_Excerpted passage_.
Primary aldosteronism (PA) is the commonest cause of endocrine hypertension. Unilateral subtypes of the disease may be effectively cured through adrenalectomy, however challenges implementing with current diagnostic guidelines can result in significant treatment delay.
This retrospective study audits the diagnostic pipeline for PA in the North Sydney Local Health District (NSLHD), including baseline demographics. biochemistry (potassium, aldosterone-renin ratio (ARR)), saline suppression tests (SSTs), adrenal vein sampling (AVS), surgery and histopathology spanning a ten-year period (July 2013 to June 2023). We aimed to identify clinical characteristics associated with unilateral disease at screening outset.
Data was extracted from electronic medical records, local pathology, imaging and surgical databases and divided into stepwise cohorts along the diagnostic pipeline. For the purposes of this study, unilateral PA was defined as lateralization on AVS together with histopathology consistent with an aldosterone-producing lesion. Both univariate and multivariate logistic regression were performed to identify significant characteristics associated with unilateral PA.

_Entries provided_.
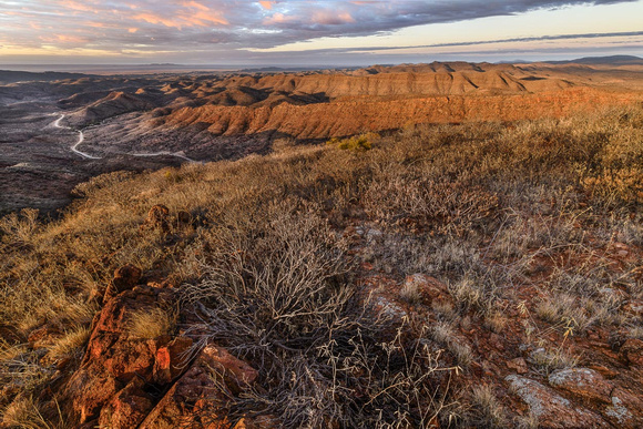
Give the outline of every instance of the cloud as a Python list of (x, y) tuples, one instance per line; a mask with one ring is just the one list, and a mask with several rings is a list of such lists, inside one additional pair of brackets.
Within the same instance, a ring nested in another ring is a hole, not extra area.
[(0, 28), (4, 43), (30, 49), (47, 44), (109, 52), (229, 52), (535, 9), (632, 1), (20, 0), (0, 2)]

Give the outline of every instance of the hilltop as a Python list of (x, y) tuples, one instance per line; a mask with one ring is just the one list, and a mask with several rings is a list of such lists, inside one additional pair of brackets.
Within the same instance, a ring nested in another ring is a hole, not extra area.
[(642, 130), (285, 139), (7, 216), (0, 426), (641, 427)]
[[(283, 140), (314, 144), (416, 124), (564, 118), (629, 105), (643, 100), (642, 73), (608, 60), (34, 75), (0, 85), (0, 211), (54, 214), (76, 184), (98, 174), (267, 154)], [(81, 131), (81, 150), (94, 159), (70, 150)]]

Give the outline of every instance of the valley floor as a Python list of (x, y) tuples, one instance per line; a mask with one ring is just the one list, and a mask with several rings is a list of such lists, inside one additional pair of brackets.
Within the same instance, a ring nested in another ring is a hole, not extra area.
[(643, 426), (643, 105), (115, 172), (0, 221), (0, 427)]

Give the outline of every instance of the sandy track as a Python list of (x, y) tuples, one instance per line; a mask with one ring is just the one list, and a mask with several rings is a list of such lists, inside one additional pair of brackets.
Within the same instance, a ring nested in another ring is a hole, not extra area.
[[(61, 114), (60, 118), (57, 119), (52, 123), (52, 125), (54, 127), (61, 129), (61, 130), (72, 130), (71, 126), (64, 126), (64, 125), (61, 125), (60, 124), (60, 122), (64, 119), (64, 116), (65, 116), (64, 114)], [(70, 147), (71, 151), (73, 153), (75, 153), (76, 155), (80, 155), (80, 156), (82, 156), (82, 157), (84, 157), (86, 160), (102, 160), (101, 156), (93, 156), (93, 155), (90, 155), (89, 153), (82, 152), (82, 151), (80, 151), (78, 149), (78, 146), (80, 146), (84, 142), (85, 135), (84, 135), (84, 133), (83, 133), (82, 130), (76, 131), (76, 133), (79, 134), (78, 142), (75, 142), (75, 144)], [(200, 162), (200, 161), (192, 160), (192, 159), (190, 159), (190, 157), (187, 157), (185, 155), (182, 155), (181, 153), (169, 152), (169, 151), (161, 151), (161, 152), (154, 152), (154, 153), (126, 153), (126, 155), (139, 156), (139, 157), (174, 156), (174, 157), (180, 157), (180, 159), (185, 160), (185, 161), (191, 162), (191, 163), (198, 163)]]

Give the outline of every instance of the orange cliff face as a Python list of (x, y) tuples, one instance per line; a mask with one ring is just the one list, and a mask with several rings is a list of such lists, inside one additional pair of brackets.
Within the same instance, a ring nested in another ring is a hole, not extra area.
[[(559, 118), (643, 100), (641, 91), (600, 86), (554, 68), (509, 64), (427, 64), (335, 74), (222, 81), (216, 102), (182, 106), (154, 126), (204, 129), (213, 136), (278, 132), (298, 140), (328, 139), (421, 123)], [(252, 101), (252, 92), (263, 99)], [(242, 96), (243, 95), (243, 96)], [(317, 96), (306, 102), (305, 96)], [(213, 101), (215, 101), (213, 100)], [(225, 103), (220, 103), (225, 100)]]
[(279, 132), (300, 140), (327, 139), (422, 123), (516, 121), (560, 118), (600, 106), (643, 100), (637, 94), (586, 88), (544, 93), (487, 96), (430, 96), (392, 100), (354, 99), (340, 102), (276, 106), (184, 108), (170, 114), (164, 126), (208, 124), (213, 135)]

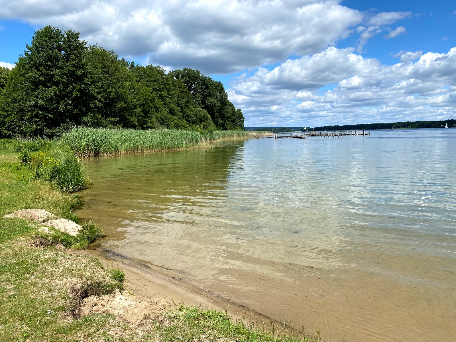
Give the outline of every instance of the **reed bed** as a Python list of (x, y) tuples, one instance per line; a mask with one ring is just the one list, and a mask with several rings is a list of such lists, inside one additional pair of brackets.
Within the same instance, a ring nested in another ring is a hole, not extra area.
[(201, 133), (181, 130), (140, 130), (80, 127), (62, 135), (59, 142), (85, 158), (210, 146), (224, 140), (258, 138), (268, 133), (216, 131)]

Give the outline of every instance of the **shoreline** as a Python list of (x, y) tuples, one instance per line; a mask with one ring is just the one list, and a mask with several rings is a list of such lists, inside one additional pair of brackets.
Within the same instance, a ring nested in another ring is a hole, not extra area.
[(207, 341), (207, 336), (210, 341), (314, 341), (303, 334), (298, 337), (285, 325), (248, 309), (170, 281), (152, 268), (144, 272), (125, 260), (115, 265), (118, 260), (98, 250), (65, 247), (62, 239), (69, 237), (63, 233), (55, 237), (41, 233), (29, 220), (2, 217), (22, 209), (42, 208), (57, 217), (84, 221), (83, 226), (93, 224), (79, 221), (77, 195), (32, 177), (32, 170), (21, 165), (16, 153), (0, 151), (2, 341), (85, 342), (109, 338), (148, 342), (152, 338), (173, 342)]
[[(99, 239), (97, 240), (99, 241)], [(92, 245), (96, 244), (96, 241)], [(169, 297), (173, 302), (187, 306), (202, 305), (205, 310), (226, 311), (235, 321), (245, 321), (249, 324), (253, 324), (259, 326), (270, 325), (281, 326), (289, 329), (298, 338), (310, 337), (302, 331), (295, 330), (292, 326), (284, 322), (275, 320), (220, 295), (192, 286), (176, 279), (171, 273), (167, 274), (163, 270), (158, 269), (159, 267), (151, 266), (122, 254), (105, 253), (98, 248), (93, 249), (93, 246), (90, 245), (87, 249), (75, 251), (74, 253), (96, 258), (100, 260), (105, 268), (109, 268), (113, 264), (120, 265), (119, 269), (125, 273), (126, 281), (129, 282), (130, 288), (135, 291), (138, 290), (143, 295), (150, 296), (158, 295)], [(112, 256), (112, 257), (109, 257), (110, 255)]]

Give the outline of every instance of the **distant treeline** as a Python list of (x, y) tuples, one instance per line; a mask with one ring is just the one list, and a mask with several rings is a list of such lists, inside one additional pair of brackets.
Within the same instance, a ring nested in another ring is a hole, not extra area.
[(283, 132), (286, 133), (292, 130), (303, 130), (303, 127), (246, 127), (247, 130), (255, 132), (265, 131), (266, 132)]
[(456, 127), (456, 119), (443, 120), (433, 121), (402, 121), (402, 122), (389, 122), (381, 124), (346, 124), (343, 126), (332, 125), (320, 126), (317, 127), (246, 127), (247, 130), (266, 130), (269, 132), (291, 132), (292, 130), (324, 131), (343, 130), (383, 130), (391, 129), (393, 125), (395, 129), (399, 128), (440, 128), (444, 127), (448, 123), (449, 127)]
[(52, 137), (81, 125), (244, 129), (221, 82), (198, 70), (135, 64), (87, 44), (78, 32), (47, 26), (12, 70), (0, 67), (0, 137)]

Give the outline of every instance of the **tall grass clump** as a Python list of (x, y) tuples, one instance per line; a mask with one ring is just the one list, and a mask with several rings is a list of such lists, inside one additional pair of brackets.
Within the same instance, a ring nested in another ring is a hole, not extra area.
[(89, 183), (81, 161), (67, 148), (38, 152), (22, 149), (19, 158), (32, 178), (48, 181), (62, 192), (79, 191)]
[(166, 151), (197, 147), (221, 140), (260, 136), (264, 132), (181, 130), (141, 130), (79, 127), (64, 133), (60, 143), (80, 157)]

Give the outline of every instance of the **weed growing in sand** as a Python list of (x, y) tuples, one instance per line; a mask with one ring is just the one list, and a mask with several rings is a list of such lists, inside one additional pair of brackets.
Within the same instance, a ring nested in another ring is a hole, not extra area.
[(226, 311), (204, 310), (202, 306), (180, 306), (164, 315), (168, 323), (157, 326), (163, 342), (175, 341), (236, 341), (238, 342), (311, 342), (310, 337), (295, 337), (283, 326), (259, 326), (245, 321), (234, 322)]
[(118, 281), (121, 283), (125, 280), (125, 273), (123, 271), (117, 269), (108, 269), (108, 270), (111, 272), (113, 278)]

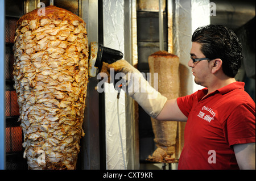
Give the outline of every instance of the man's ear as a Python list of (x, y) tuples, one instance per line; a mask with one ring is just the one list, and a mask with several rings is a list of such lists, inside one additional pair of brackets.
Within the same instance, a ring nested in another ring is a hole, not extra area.
[(212, 73), (216, 73), (219, 70), (221, 69), (221, 65), (222, 65), (222, 61), (221, 59), (216, 58), (212, 60)]

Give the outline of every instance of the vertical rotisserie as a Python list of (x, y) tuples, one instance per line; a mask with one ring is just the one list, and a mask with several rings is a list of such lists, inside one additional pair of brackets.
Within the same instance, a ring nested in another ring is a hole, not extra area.
[(66, 10), (35, 10), (16, 25), (14, 87), (29, 169), (75, 169), (88, 78), (85, 23)]

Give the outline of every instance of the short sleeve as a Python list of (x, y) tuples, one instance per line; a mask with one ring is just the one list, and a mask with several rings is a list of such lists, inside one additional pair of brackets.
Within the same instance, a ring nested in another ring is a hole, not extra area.
[(188, 117), (188, 115), (191, 111), (197, 92), (177, 98), (177, 104), (180, 111), (187, 117)]
[(250, 104), (241, 104), (232, 111), (224, 128), (230, 146), (255, 142), (255, 106)]

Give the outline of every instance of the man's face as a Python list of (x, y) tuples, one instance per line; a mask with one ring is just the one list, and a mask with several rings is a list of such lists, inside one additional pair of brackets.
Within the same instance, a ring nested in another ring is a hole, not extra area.
[[(190, 54), (193, 58), (206, 58), (201, 52), (201, 44), (196, 42), (192, 43)], [(193, 75), (195, 76), (195, 82), (202, 86), (208, 87), (209, 76), (211, 75), (208, 61), (204, 60), (193, 62), (192, 60), (190, 59), (188, 65), (192, 68)]]

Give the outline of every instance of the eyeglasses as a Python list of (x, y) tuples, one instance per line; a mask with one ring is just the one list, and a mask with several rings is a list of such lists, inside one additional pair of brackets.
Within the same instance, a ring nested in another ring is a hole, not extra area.
[(204, 60), (210, 60), (208, 58), (193, 58), (193, 56), (190, 56), (190, 58), (192, 59), (193, 61), (193, 63), (195, 63), (195, 62), (198, 62), (199, 61)]

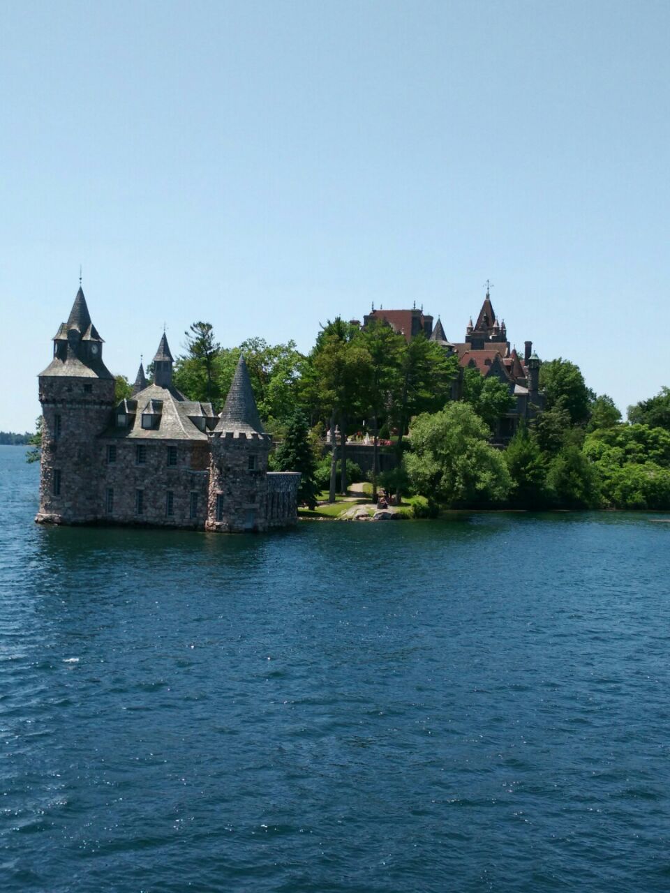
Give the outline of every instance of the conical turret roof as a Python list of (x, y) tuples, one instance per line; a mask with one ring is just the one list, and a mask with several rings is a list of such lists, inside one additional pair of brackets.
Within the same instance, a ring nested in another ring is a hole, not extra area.
[(435, 328), (432, 330), (432, 334), (431, 335), (431, 341), (448, 341), (448, 338), (444, 333), (444, 326), (438, 316), (438, 321), (435, 323)]
[(170, 346), (167, 343), (167, 336), (165, 332), (163, 333), (161, 338), (161, 343), (158, 345), (158, 350), (155, 352), (155, 356), (154, 357), (154, 363), (161, 363), (163, 361), (173, 362), (172, 355), (170, 353)]
[(147, 380), (147, 376), (144, 374), (144, 366), (139, 363), (139, 369), (138, 370), (138, 374), (135, 378), (135, 384), (132, 386), (133, 396), (138, 394), (141, 390), (144, 390), (147, 387), (148, 381)]
[(226, 405), (215, 430), (264, 433), (244, 356), (240, 356), (238, 362)]
[(81, 289), (81, 286), (80, 286), (80, 290), (77, 292), (66, 325), (68, 329), (79, 329), (83, 335), (90, 324), (90, 313), (86, 305), (84, 292)]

_Study questions_.
1. According to the primary aldosteronism abstract, what period does the study cover?
2. Rewrite the primary aldosteronism abstract from "This retrospective study" up to and including "at screening outset.", changing "audits" to "reviews".
3. Extend the primary aldosteronism abstract beyond its final sentence.
The listing above is separate material, unrelated to the primary aldosteronism abstract.

_Per-task answers_.
1. A ten-year period, from July 2013 to June 2023.

2.
This retrospective study reviews the diagnostic pipeline for PA in the North Sydney Local Health District (NSLHD), including baseline demographics. biochemistry (potassium, aldosterone-renin ratio (ARR)), saline suppression tests (SSTs), adrenal vein sampling (AVS), surgery and histopathology spanning a ten-year period (July 2013 to June 2023). We aimed to identify clinical characteristics associated with unilateral disease at screening outset.

3.
191 SSTs, 191 AVSs and 124 adrenalectomies were included in the study. On multivariate analysis, lower serum potassium level (OR 3.97; 95% CI 1.50-11.73) and higher ARR (OR 0.996; 95% CI 0.993-0.998) were both independently associated with unilateral PA. Area under the receiver operating characteristic curve of this combined model was 0.80 (CI 0.72-0.88).
The biochemical characteristics of ARR and serum potassium were identified as significantly associated with unilateral disease. These findings may inform the future development of clinical decision-making tools to accelerate surgically curable patients through the diagnostic pipeline.